## Start Data for this task
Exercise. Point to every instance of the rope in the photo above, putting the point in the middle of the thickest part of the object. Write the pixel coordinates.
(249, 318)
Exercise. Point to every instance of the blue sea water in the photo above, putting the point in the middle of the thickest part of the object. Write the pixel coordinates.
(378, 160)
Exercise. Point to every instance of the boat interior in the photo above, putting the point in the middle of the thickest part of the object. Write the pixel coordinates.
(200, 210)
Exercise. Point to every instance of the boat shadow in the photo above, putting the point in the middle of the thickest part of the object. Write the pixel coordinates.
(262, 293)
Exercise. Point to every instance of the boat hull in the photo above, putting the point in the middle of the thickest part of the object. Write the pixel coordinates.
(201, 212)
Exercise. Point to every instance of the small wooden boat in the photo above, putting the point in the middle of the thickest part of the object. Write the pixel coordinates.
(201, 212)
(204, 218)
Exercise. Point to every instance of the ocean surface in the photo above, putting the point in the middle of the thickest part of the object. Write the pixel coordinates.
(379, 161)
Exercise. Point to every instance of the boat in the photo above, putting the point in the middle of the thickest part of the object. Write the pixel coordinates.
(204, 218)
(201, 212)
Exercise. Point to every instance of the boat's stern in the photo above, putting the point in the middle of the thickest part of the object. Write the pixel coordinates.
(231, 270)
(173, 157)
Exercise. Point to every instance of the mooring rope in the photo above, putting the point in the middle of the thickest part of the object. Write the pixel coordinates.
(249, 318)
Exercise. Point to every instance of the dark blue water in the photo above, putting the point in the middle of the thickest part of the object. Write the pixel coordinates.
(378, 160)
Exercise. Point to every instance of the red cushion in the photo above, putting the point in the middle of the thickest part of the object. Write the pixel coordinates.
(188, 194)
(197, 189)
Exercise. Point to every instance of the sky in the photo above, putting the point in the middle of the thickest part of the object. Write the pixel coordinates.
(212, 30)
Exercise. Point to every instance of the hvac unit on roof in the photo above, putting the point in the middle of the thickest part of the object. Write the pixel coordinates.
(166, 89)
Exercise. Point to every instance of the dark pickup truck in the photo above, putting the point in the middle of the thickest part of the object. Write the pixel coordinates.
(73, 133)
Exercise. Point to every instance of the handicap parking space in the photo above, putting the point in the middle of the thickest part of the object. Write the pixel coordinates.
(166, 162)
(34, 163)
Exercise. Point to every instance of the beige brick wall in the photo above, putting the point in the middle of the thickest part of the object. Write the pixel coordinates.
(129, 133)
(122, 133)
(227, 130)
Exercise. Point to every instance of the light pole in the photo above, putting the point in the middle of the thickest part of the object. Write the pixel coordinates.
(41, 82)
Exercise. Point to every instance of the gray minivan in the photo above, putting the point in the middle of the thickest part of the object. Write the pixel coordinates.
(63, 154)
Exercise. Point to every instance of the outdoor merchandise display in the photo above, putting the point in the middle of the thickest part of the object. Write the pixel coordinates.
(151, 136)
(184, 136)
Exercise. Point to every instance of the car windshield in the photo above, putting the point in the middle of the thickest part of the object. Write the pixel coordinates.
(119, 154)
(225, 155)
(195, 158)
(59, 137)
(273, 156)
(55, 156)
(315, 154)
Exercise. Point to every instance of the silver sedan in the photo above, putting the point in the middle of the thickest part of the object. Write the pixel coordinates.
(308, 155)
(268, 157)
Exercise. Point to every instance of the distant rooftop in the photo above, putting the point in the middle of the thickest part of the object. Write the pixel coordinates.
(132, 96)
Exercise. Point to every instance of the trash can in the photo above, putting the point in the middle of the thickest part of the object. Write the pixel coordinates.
## End Data for this task
Short task
Restate each entry exactly, skipping none.

Written answer
Exercise. Point to every instance of the rope in the photo above, putting the point in the middle of the thickest part of the object. Write the pixel coordinates.
(249, 318)
Exercise. Point to every instance of the blue sea water in the photo above, putting the point in the middle of the thickest part of the object. Write the pixel coordinates.
(378, 160)
Exercise. Point to every instance of the boat interior in the photo above, putting the point in the middle of the thickest part of the object. Write the pixel coordinates.
(200, 210)
Exercise. Point to every instance of the boat shadow in the photo above, putting the point in the middle of the thickest part of the object. Write the pixel coordinates.
(262, 293)
Exercise. Point to every instance of the boat hull in the photo above, putting the point in the middle of the thickest part of the object. Write the pixel coordinates.
(201, 212)
Exercise. Point to every instance of the small wooden boat in the photo above, putting the point in the middle of the thickest part of the object. Write the pixel coordinates.
(201, 212)
(204, 218)
Exercise. Point to every instance of the ocean surface in the photo above, putting the point in the middle of the thickest part of the object. Write the pixel coordinates.
(379, 161)
Exercise. Point to every instance of the boat in the photo above, putting the point in the middle of the thickest part of the object. Write the pixel coordinates.
(204, 218)
(201, 212)
Exercise. Point to every instance of the boat's stern in the photo above, putting the point in the middle of the thickest part of the object. Write the pixel coordinates.
(231, 270)
(173, 157)
Exercise. Point to every instance of the mooring rope in the photo above, putting the point in the middle of the thickest part of the object. Write the pixel coordinates.
(249, 318)
Exercise. Point to every instance of the dark blue water in the photo above, putting the point in the middle of the thickest part of the object. Write the pixel coordinates.
(378, 160)
Exercise. Point to every instance of the red cushion in the photo above, putting the point in the middle of the thickest part of the object. Write the pixel coordinates.
(188, 194)
(197, 189)
Exercise. Point to every instance of the sky in the photo above, putting the point in the middle of the thickest part of the object. Write the pixel coordinates.
(212, 30)
Exercise. Point to every instance of the hvac unit on roof in the photo above, putting the point in the middle of the thickest part of the object. Write the pixel coordinates.
(166, 89)
Exercise. Point to every instance of the dark pickup truck in the photo above, putting the point in the middle of the thickest part of the object. Write the pixel coordinates.
(73, 133)
Exercise. Point to every instance of the handicap parking space in the photo above, putting the point in the middle of the thickest part of the object. Write the pixel coordinates.
(166, 162)
(34, 163)
Exercise. Point to every instance of the beige brick wall in the photo above, putting the point in the middle of the thickest part of the object. Write the pixel coordinates.
(129, 133)
(122, 133)
(227, 130)
Exercise. Point to every instance of the light pole in the photo above, putting the point in the middle of the thickest part of the object. Write the pixel coordinates.
(41, 82)
Exercise. Point to every instance of the gray minivan in the photo above, putting the point in the middle of the thickest part of the object. Write the pixel coordinates.
(63, 154)
Exercise. Point to every instance of the outdoor merchandise display in the photo above, putting the point in the middle of the thickest part of the object. Write the pixel coordinates.
(151, 136)
(184, 136)
Exercise. Point to every instance of the car windshield in the photo above, putting the point in the middle of the thickest part of the object. Write the pixel coordinates.
(119, 154)
(225, 155)
(195, 158)
(59, 137)
(273, 156)
(55, 156)
(315, 154)
Exercise. Point to every instance of the silver sedan in the photo above, putting the point in the middle of the thickest part of the object. Write the pixel coordinates.
(308, 155)
(268, 157)
Exercise. Point to every instance of the distant rooftop in the photo above, putting the point in the middle of the thickest part of the object. Write the pixel coordinates.
(132, 96)
Exercise. Point to every instance of the trash can in the photo above, putting the point in the middle of the thickest part of the object. Write the pixel coordinates.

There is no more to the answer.